═══ GEGEVENS VOOR OEFENING ═══

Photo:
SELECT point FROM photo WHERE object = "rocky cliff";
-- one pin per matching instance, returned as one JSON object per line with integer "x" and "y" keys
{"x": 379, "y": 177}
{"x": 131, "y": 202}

═══

> _OPDRACHTEISEN_: Schrijf alle regels hierboven woordelijk over.

> _UITGEWERKTE OPGAVE_:
Photo:
SELECT point FROM photo WHERE object = "rocky cliff";
-- one pin per matching instance, returned as one JSON object per line with integer "x" and "y" keys
{"x": 379, "y": 177}
{"x": 131, "y": 202}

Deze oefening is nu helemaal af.